[What you will do]
Reproduce the data word for word, covering everything from the line containing "find | frog's white toes" down to the line containing "column 602, row 236", with both of those lines included.

[Data records]
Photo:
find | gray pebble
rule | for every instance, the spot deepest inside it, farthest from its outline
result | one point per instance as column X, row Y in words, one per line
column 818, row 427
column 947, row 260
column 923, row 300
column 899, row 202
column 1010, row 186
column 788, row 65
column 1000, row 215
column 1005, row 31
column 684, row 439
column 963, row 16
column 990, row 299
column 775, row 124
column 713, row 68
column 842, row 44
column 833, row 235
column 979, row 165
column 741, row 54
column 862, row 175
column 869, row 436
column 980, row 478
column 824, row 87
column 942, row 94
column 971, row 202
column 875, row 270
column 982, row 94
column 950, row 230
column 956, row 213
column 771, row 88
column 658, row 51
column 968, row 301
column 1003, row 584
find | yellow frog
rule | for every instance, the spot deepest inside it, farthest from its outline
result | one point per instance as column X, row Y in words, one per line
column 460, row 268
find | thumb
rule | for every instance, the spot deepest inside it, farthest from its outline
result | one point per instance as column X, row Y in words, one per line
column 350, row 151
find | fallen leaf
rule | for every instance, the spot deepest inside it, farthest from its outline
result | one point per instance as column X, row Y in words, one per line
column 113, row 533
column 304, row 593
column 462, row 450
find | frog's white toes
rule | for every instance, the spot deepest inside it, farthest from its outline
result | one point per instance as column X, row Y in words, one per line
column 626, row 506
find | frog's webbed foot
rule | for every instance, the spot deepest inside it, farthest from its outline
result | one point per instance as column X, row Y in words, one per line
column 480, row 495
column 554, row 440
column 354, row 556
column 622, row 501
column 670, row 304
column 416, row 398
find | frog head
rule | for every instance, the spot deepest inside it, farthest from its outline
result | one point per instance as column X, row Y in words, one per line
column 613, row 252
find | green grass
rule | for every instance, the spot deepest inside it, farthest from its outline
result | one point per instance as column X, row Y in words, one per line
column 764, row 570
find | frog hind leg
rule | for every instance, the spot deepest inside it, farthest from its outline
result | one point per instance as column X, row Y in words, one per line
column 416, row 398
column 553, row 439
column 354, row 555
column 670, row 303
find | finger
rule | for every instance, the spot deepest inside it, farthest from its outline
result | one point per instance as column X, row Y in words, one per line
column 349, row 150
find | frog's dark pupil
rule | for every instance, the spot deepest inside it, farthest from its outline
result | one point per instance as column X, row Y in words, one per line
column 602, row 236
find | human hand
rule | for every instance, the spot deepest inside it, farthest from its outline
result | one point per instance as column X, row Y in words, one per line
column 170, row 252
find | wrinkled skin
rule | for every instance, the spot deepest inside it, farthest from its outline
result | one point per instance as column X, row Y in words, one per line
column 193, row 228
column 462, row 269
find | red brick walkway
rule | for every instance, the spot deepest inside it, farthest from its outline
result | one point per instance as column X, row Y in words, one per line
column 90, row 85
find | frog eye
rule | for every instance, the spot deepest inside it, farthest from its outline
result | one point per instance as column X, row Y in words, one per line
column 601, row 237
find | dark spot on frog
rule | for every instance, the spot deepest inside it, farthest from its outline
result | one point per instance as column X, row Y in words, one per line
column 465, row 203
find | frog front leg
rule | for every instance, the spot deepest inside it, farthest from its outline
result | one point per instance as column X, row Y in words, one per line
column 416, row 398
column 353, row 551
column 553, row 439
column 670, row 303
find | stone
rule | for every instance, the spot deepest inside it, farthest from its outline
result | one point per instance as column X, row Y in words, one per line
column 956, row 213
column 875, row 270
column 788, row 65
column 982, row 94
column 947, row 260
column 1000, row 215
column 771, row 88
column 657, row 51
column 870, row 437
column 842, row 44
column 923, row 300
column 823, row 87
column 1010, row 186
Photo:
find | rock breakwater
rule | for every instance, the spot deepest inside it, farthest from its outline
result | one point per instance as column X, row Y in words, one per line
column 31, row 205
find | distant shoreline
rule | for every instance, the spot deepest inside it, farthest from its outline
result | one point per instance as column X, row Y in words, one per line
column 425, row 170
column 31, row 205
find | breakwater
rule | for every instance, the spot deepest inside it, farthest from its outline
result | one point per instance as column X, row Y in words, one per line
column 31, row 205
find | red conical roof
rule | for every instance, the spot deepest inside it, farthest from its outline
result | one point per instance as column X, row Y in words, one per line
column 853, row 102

[Solution to this task]
find | frog's white toes
rule | for every instance, the spot deepest inside it, farthest from its outline
result | one point per instance as column X, row Y in words, one per line
column 626, row 506
find | frog's webbed foot
rule | for every instance, the spot deepest inside it, farthest from its outline
result | one point per instance as column X, row Y in words, one per line
column 480, row 495
column 554, row 440
column 354, row 556
column 622, row 501
column 670, row 304
column 416, row 398
find | frog head
rule | for every instance, the spot deepest inside it, farthest from its outline
result | one point per instance as column X, row Y in words, one per line
column 613, row 252
find | green grass
rule | for every instance, the spot deepest inside it, farthest from its outline
result | one point per instance as column X, row Y in words, one per line
column 764, row 570
find | frog hind leg
rule | for every instance, the spot deepest inside it, farthest from its outline
result | one point per instance as column X, row Y in words, one per line
column 416, row 398
column 553, row 439
column 354, row 555
column 670, row 303
find | finger
rule | for every instance, the spot deepest inside it, farthest from its outline
result | one point per instance as column X, row Y in words, one per line
column 349, row 150
find | frog's dark pupil
rule | for every instance, the spot deepest inside it, farthest from its outline
result | one point per instance as column X, row Y in words, one per line
column 602, row 236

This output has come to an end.